Provided information START

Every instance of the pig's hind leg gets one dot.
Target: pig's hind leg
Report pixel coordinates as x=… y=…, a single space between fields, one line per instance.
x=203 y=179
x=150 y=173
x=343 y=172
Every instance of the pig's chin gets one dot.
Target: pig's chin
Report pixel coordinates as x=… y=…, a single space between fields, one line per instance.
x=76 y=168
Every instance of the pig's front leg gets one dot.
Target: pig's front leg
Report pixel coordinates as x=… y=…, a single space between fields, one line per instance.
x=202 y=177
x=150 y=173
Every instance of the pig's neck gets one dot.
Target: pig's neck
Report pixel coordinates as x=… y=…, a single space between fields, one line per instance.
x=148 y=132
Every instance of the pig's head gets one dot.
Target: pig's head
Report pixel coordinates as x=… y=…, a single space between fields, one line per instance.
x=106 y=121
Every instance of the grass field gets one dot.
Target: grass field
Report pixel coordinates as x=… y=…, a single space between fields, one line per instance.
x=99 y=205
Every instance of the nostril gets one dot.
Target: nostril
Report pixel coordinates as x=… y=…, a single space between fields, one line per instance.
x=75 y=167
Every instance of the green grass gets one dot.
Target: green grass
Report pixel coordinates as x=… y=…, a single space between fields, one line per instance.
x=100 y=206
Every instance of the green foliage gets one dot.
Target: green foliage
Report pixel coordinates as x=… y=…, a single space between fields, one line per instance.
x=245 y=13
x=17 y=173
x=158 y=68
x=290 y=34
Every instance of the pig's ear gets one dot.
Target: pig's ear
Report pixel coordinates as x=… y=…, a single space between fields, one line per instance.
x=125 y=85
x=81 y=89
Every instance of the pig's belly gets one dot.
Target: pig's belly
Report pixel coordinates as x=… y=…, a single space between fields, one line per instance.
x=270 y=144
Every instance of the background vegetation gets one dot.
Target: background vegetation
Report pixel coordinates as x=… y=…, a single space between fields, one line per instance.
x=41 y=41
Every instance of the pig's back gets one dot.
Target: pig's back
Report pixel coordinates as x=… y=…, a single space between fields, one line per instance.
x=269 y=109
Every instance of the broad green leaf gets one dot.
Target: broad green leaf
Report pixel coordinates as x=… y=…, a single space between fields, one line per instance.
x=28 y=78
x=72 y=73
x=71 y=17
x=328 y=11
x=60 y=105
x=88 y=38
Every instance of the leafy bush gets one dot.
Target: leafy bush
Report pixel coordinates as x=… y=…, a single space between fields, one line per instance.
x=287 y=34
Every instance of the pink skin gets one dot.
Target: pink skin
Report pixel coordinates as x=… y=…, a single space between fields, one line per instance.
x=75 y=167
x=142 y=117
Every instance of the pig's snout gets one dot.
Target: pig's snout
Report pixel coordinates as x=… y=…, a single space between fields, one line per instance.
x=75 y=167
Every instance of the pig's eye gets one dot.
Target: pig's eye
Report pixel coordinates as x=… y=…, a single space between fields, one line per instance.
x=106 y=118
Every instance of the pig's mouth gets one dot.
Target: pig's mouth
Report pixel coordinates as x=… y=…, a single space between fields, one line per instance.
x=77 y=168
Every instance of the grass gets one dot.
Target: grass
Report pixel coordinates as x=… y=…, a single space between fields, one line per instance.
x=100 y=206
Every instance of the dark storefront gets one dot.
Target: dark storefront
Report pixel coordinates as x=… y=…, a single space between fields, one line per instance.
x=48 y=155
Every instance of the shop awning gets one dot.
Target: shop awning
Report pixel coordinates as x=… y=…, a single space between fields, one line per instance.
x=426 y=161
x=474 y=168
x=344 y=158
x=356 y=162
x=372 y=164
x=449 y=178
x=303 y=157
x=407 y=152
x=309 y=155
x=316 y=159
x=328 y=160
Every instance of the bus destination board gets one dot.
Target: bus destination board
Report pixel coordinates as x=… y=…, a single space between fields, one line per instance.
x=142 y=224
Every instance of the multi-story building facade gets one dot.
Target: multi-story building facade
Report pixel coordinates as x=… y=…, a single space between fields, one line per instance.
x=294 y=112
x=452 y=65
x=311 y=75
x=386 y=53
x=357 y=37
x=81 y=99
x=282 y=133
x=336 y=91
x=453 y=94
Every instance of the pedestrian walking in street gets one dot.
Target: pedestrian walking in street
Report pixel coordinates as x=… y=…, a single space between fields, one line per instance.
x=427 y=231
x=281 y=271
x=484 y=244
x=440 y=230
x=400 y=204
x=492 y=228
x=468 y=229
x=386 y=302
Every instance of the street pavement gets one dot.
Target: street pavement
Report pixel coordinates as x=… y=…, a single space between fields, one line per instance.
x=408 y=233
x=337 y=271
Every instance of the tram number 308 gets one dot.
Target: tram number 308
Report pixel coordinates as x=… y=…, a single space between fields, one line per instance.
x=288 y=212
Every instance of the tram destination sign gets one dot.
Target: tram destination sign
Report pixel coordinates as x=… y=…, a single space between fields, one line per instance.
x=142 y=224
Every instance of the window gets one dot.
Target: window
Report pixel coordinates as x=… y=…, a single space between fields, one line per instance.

Provided information END

◆ Work order ◆
Every line above that holds "green" should be copied out.

◆ Exercise result ◆
Every instance of the green grass gets one dot.
Target: green grass
Every instance of the green foliage gets one dot.
Target: green foliage
Every instance of the broad green leaf gets one dot.
Target: broad green leaf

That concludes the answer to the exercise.